**** Supplied records ****
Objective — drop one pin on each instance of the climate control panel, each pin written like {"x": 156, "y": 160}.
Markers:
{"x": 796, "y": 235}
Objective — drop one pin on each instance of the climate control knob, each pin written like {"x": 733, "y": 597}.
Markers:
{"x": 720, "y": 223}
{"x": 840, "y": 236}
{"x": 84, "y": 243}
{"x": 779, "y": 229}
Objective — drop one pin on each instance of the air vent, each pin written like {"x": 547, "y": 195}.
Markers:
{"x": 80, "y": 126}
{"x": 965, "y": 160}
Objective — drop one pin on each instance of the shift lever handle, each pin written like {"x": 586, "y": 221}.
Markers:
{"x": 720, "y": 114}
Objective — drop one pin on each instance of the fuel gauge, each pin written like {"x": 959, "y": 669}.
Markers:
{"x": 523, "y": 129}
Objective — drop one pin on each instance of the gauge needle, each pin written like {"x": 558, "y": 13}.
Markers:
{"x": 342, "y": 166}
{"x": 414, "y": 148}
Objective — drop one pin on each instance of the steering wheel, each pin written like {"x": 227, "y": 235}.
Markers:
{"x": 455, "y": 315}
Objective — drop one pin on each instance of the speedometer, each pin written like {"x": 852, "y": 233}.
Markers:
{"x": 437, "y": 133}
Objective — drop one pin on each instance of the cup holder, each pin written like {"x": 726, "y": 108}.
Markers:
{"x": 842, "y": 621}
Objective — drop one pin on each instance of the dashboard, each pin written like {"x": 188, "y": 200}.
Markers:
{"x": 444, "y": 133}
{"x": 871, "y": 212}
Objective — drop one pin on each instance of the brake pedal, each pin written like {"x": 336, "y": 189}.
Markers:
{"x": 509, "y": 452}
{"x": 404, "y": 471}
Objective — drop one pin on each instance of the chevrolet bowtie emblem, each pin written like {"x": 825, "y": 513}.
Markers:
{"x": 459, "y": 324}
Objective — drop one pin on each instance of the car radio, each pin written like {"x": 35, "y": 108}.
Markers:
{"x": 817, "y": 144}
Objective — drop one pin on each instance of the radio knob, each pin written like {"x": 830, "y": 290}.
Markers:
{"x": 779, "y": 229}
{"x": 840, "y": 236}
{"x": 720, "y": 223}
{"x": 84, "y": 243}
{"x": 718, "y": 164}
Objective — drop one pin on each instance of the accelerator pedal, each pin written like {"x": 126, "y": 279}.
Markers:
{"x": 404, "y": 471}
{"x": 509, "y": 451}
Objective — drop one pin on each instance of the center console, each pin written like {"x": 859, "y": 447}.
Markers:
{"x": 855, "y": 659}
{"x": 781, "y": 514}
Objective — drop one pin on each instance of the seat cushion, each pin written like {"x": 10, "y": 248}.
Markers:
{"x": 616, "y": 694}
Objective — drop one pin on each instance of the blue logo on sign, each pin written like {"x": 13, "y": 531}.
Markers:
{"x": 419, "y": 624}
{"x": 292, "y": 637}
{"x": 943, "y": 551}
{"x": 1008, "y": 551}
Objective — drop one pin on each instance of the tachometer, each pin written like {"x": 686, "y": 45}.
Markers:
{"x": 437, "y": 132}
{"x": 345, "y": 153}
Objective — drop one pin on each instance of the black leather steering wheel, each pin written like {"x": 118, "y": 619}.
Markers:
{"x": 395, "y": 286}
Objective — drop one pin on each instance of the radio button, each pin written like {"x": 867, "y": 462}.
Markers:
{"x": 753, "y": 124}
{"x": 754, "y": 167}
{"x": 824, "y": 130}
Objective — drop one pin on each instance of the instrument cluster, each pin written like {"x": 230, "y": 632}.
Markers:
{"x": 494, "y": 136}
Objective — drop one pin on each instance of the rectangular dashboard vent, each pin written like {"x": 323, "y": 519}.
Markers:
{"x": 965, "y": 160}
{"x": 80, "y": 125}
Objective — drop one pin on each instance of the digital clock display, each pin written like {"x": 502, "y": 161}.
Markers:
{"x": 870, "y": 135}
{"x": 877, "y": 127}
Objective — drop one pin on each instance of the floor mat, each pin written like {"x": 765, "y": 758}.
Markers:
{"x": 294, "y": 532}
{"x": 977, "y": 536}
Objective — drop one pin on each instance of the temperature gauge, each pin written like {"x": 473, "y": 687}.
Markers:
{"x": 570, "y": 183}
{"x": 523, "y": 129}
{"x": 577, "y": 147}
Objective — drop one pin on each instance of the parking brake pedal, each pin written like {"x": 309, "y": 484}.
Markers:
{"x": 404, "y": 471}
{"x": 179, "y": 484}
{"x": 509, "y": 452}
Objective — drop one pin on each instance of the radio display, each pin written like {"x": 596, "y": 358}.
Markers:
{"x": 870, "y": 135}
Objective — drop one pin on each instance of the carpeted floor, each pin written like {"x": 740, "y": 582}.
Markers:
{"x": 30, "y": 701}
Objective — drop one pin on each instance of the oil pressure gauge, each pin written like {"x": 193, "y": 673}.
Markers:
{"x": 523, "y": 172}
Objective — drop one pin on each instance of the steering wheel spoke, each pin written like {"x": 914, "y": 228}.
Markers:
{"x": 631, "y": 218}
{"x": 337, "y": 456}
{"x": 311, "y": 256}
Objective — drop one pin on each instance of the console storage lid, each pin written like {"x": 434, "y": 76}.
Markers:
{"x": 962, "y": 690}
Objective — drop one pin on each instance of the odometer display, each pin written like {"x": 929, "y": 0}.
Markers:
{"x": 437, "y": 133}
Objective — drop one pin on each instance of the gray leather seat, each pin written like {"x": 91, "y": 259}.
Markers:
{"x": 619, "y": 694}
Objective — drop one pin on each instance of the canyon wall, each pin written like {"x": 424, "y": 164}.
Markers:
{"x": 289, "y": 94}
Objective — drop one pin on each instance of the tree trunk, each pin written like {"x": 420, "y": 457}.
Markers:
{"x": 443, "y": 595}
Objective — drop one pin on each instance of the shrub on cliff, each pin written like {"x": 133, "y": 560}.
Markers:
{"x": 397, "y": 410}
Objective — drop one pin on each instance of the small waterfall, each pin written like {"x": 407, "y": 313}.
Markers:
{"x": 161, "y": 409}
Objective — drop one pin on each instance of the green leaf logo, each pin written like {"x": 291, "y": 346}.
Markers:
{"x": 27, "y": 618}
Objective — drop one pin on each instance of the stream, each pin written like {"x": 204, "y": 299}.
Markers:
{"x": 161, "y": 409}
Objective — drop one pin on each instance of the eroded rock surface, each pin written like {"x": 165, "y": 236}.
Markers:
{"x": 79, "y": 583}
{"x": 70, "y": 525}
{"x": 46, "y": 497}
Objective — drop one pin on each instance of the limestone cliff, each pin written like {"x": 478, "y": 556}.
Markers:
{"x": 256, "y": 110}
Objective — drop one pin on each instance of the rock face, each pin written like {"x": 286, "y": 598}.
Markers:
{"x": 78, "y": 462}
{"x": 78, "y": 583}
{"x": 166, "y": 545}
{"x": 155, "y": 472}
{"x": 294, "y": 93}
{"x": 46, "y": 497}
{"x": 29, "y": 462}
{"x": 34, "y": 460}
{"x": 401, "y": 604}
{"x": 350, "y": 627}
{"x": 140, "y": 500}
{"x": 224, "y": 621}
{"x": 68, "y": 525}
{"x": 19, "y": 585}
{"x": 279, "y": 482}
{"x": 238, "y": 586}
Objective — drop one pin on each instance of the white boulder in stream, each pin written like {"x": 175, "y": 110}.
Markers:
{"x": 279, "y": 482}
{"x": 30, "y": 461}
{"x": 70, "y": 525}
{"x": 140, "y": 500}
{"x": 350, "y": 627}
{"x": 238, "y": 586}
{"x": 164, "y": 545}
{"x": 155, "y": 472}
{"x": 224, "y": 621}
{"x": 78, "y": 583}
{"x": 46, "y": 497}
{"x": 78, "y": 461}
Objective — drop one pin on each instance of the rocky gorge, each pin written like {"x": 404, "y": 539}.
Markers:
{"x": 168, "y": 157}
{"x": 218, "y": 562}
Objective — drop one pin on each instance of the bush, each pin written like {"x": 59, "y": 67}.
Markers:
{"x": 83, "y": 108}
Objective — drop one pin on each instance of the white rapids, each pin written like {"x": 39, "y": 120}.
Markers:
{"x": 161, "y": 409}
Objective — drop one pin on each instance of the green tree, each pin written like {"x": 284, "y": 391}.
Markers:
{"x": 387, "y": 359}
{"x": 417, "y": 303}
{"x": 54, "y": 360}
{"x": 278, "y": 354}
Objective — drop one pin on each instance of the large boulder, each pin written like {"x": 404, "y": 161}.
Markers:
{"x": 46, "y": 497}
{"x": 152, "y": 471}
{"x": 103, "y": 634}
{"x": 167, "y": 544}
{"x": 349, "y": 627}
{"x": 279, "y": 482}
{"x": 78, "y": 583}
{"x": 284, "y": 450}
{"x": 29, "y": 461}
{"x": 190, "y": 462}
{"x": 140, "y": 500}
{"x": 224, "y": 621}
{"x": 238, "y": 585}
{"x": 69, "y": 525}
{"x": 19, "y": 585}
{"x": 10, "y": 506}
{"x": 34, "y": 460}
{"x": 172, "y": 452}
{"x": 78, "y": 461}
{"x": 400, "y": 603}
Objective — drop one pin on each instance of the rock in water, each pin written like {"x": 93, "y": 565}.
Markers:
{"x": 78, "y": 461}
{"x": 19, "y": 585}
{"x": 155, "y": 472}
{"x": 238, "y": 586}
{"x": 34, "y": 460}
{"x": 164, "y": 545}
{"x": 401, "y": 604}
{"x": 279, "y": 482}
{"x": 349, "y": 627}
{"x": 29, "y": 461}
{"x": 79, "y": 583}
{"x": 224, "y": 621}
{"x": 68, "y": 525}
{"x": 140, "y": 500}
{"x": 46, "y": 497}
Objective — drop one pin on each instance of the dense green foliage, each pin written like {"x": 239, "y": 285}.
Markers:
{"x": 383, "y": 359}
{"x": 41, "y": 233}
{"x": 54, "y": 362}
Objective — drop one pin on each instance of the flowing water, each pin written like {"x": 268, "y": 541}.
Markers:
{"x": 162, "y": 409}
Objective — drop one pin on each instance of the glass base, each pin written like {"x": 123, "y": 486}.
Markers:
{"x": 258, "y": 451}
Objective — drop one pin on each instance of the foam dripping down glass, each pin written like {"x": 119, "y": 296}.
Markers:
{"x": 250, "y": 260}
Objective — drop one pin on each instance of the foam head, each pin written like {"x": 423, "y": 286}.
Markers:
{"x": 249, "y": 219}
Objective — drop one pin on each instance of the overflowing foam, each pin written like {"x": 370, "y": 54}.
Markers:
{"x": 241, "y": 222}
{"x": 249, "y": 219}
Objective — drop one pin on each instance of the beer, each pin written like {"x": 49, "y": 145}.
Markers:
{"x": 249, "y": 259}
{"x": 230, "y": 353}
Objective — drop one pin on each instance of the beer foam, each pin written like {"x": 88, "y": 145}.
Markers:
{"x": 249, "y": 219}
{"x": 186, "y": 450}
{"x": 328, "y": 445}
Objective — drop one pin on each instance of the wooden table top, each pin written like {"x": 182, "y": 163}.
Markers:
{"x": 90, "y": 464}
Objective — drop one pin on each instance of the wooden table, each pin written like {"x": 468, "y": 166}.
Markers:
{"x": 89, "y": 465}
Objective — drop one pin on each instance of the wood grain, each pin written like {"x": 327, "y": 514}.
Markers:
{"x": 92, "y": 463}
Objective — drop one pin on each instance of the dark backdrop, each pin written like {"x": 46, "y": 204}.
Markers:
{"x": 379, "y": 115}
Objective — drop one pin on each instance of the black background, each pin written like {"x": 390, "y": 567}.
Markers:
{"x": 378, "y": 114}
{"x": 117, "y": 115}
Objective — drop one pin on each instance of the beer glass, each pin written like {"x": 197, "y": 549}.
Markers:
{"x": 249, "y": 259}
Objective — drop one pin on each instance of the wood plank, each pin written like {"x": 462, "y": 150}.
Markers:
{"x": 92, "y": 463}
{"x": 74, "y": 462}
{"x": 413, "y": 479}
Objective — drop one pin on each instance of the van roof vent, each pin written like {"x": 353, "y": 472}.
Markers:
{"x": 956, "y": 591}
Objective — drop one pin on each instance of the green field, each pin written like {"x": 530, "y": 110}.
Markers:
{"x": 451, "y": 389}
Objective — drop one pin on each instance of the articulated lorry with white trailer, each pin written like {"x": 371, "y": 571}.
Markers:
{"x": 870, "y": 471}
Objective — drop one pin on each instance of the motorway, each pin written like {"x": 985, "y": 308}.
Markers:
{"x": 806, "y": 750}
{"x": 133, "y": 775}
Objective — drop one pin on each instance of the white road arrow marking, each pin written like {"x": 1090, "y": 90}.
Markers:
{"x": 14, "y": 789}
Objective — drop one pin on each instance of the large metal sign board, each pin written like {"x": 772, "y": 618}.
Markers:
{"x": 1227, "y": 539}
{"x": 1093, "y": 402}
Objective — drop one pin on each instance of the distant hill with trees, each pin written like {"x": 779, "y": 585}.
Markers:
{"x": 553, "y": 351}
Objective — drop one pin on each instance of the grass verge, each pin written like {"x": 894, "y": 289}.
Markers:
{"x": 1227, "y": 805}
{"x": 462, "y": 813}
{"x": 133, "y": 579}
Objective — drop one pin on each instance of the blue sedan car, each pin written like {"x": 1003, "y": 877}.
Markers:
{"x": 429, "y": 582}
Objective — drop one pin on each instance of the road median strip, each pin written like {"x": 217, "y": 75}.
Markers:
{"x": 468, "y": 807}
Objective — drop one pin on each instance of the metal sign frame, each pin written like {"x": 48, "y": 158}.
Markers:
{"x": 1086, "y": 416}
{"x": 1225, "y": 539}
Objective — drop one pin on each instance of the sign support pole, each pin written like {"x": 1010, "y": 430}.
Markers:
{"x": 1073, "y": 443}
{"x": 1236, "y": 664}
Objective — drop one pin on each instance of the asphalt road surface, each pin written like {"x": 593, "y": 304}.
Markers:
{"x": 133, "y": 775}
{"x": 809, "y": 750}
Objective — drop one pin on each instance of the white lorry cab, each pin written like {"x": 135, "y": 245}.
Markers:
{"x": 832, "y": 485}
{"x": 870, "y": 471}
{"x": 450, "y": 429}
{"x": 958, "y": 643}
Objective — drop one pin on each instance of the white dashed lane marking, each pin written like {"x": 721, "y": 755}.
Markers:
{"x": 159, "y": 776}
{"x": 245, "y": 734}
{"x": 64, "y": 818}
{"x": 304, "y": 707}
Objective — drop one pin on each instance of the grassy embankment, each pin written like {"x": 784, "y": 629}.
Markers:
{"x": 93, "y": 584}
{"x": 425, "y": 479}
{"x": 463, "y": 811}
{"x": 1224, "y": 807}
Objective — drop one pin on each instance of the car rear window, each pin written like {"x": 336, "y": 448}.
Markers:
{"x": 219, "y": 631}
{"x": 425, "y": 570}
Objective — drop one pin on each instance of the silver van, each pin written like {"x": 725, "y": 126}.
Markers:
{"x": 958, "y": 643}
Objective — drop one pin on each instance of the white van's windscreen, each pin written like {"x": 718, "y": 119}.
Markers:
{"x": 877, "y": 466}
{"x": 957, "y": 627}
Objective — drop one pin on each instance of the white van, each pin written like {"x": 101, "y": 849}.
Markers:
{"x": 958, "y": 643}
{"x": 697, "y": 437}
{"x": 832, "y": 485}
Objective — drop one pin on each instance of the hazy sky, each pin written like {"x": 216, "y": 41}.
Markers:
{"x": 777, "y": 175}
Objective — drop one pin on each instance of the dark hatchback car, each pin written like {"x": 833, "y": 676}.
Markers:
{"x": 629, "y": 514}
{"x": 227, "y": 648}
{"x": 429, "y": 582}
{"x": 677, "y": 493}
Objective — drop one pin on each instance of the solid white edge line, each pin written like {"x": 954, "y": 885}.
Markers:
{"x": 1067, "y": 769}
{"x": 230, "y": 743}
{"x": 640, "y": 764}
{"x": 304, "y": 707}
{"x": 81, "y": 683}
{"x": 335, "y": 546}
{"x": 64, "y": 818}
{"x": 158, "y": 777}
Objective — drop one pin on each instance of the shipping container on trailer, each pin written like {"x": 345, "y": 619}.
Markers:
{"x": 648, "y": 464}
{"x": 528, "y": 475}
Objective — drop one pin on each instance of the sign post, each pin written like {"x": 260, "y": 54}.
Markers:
****
- _Goal_
Starting with the line that contains "Objective — drop one pin on each instance of the solid" and continuing through the last line of the items, express those lines as a JSON list of strings, one string per line, with blank lines left out.

- _The answer_
[
  "Objective — drop one pin on each instance of the solid white edge line, each pin written like {\"x\": 954, \"y\": 885}.",
  "Markers:",
  "{\"x\": 1067, \"y\": 769}",
  "{\"x\": 230, \"y\": 743}",
  "{\"x\": 640, \"y\": 764}",
  "{\"x\": 304, \"y\": 707}",
  "{\"x\": 81, \"y\": 683}",
  "{\"x\": 335, \"y\": 546}",
  "{\"x\": 64, \"y\": 818}",
  "{\"x\": 158, \"y\": 777}",
  "Objective — drop one pin on each instance of the shipping container on trailer, each pin written like {\"x\": 345, \"y\": 619}.",
  "Markers:",
  "{\"x\": 648, \"y\": 464}",
  "{\"x\": 528, \"y\": 475}",
  "Objective — drop one pin on each instance of the sign post, each pin written like {\"x\": 260, \"y\": 54}.",
  "Markers:"
]